→ 課題 a
下の感想文から「パリから戻った女房と」で始まる段落を選び、主な内容は残して、もっと短い文にまとめ直してください。

→ 感想文
心配のあまり、女房を追ってパリへ車で密かに駆けつける亭主が見たものとは。ショックも失意もあったけど、逆に軽業師を目指す一人息子が、予想外に素晴らしい演技を習得している現場を見て、心なごませる場面がよかった!

傷心の思いで自宅に戻った亭主を使用人が慰める場面も素晴らしい。「奥さんだって、あなたが浮気した時、同じように実は後をつけたんですよ!」と。

パリから戻った女房と、当たり障りのない、ちょっとぎこちない会話をしながら、お互いに自分にはやはりこの人しかいないんだ、とシャロレ牛のつがいにたとえて確認し合う二人。そして、パリでかりそめの恋人だったデンマーク人が皮膚病にいいからと勧めた死海への旅行に出かけ、真っ青な空の下、ボワーっとした砂漠を背景に、死海にプカプカ浮かぶ二人、やがてその姿が一つになったところで-FIN-。

→ 抽出データ
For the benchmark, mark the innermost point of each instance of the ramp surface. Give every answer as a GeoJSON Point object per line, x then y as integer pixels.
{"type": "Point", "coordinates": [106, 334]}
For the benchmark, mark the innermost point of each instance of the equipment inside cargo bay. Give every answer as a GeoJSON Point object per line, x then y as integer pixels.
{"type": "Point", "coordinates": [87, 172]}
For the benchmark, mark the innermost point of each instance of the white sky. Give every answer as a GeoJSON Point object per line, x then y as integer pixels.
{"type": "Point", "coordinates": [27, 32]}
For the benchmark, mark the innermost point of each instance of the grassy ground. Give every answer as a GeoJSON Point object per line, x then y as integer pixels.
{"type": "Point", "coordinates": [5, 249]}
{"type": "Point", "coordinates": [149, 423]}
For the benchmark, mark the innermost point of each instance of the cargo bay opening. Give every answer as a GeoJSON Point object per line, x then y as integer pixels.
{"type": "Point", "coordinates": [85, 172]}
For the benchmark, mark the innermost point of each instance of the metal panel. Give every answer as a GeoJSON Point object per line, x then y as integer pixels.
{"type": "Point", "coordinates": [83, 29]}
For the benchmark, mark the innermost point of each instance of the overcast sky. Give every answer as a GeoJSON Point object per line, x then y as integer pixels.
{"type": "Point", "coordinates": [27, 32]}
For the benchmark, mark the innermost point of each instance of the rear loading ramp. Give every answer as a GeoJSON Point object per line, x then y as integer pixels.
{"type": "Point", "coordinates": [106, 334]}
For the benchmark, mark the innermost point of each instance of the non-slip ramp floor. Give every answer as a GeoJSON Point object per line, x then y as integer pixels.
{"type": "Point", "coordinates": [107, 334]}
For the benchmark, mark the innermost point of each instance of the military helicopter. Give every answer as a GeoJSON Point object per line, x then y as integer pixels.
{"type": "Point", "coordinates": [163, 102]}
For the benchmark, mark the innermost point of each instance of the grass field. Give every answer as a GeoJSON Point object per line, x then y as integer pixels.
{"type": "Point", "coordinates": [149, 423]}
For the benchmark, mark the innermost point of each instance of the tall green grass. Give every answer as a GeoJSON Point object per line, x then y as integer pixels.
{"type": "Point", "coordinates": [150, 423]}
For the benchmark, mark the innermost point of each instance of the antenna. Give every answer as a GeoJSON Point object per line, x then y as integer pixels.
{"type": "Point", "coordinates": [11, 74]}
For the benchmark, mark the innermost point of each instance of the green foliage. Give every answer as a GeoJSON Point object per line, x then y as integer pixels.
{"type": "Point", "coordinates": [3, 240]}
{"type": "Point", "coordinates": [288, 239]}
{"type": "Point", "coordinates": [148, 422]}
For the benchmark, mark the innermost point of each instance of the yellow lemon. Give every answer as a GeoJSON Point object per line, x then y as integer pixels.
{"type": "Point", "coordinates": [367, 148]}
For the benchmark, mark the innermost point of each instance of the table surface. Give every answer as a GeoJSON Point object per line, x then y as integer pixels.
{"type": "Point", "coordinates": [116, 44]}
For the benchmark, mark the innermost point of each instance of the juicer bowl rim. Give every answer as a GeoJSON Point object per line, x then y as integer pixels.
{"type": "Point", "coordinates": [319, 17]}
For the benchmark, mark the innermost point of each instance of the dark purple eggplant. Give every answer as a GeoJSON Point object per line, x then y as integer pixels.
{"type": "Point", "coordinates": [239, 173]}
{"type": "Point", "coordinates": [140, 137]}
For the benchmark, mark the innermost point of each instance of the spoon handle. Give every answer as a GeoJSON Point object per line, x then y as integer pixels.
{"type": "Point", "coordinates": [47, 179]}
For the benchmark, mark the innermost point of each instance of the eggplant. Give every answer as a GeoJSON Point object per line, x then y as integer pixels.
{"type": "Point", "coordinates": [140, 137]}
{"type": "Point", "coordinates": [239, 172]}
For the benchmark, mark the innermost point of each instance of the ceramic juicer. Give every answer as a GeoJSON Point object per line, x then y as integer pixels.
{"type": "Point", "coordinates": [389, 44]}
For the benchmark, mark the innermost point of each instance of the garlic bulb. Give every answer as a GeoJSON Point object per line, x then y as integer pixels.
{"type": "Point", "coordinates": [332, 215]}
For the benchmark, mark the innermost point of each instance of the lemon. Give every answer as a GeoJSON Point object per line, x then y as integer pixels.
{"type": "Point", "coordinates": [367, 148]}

→ 課題 b
エントリのうち、「of the lemon.」を含む行から最後までのすべてを、1つの依頼につき1行の2列のCSVに整えてください。列名は「依頼文」と「回答」とし、それぞれの値は改行を空白に置き換えてから、二重引用符で囲んだ1つの欄に入れてください。

→ 解答 a
パリから戻った女房とぎこちない会話をしながら、二人はシャロレ牛のつがいにたとえて、やはり自分には相手しかいないと確かめ合う。それから、パリでかりそめの恋人だったデンマーク人が皮膚病にいいと勧めた死海へ旅に出る。青空と砂漠を背に死海に浮かぶ二人の姿が一つになったところで、-FIN-となる。

→ 解答 b
依頼文,回答
"For the benchmark, mark the innermost point of each instance of the lemon. Give every answer as a GeoJSON Point object per line, x then y as integer pixels.","{""type"": ""Point"", ""coordinates"": [367, 148]}"